## START Extracted text

I think the current mw.config.set( 'tableSorterCollation', ... ) workaround is sufficient for most cases. For example, we've been using it on Polish Wikipedia for years (search in https://pl.wikipedia.org/wiki/MediaWiki:Common.js), and it's also feasible for more complicated cases like Serbian (https://sr.wikipedia.org/wiki/Медијавики:Common.js).

Heh, this may be good idea for monolingual projects, but not for multilingual sites, as Meta-Wiki, Wikimedia Commons or Wikidata (and also for small chapter's wikis, as [[wmru:]]).
Should be another solution.

And besides this, functions 'sortText' and 'sortTextDesc' are written incorrectly and should be changed in any case. Comparison based on the UTF code is incorrect for this purpose.

We can overload with https://developer.mozilla.org/en/docs/Web/JavaScript/Reference/Global_Objects/String/localeCompare on platforms where available.

It should be noted however that this function can be significantly slower.

## END Extracted text
## START Material shown

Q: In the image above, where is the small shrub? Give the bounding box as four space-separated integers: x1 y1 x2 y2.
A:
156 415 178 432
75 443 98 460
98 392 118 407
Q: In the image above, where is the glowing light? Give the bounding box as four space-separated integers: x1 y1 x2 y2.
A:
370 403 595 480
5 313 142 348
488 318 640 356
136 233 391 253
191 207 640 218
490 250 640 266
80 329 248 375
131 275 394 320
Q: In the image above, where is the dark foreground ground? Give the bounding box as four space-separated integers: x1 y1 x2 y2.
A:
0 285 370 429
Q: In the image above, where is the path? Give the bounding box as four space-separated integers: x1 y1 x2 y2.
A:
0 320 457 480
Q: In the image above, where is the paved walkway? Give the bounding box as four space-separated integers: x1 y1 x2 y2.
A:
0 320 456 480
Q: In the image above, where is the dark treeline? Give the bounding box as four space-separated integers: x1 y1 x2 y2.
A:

## END Material shown

Set exercise A – In the discussion about table sorting, which wiki is said to have used the tableSorterCollation workaround for years?
Set exercise B – Write the next reply in the discussion about table sorting, picking up after its final sentence.

Expected output A – Polish Wikipedia

Expected output B –
Not sure what needs to be done here, but... We use and have set Unicode collation for Categories (uca-cs for Czech Wikipedia). This is already configured for majority of Wikipedias. Why don't we use the same here?

@Dvorapa that makes use of MySQL logic to do the actually implementation of that a setting. We cannot make use of that in Javascript (well localeCompare in theory does, but most browsers haven't really implemented it and just fallback to a standard collection for most languages)

Change 517266 had a related patch set uploaded (by TheDJ; owner: TheDJ):
[mediawiki/core@master] Tablesorter: Use localeCompare

https://gerrit.wikimedia.org/r/517266

Change 517266 merged by jenkins-bot:
[mediawiki/core@master] Tablesorter: Use localeCompare

https://gerrit.wikimedia.org/r/517266

TheDJ claimed this task.
TheDJ removed a project: Patch-For-Review.

This should now be fixed if your browser supports localeCompare for the locale you are using in the content

@Dvorapa that makes use of MySQL logic to do the actually implementation of that a setting. We cannot make use of that in Javascript (well localeCompare in theory does, but most browsers haven't really implemented it and just fallback to a standard collection for most languages)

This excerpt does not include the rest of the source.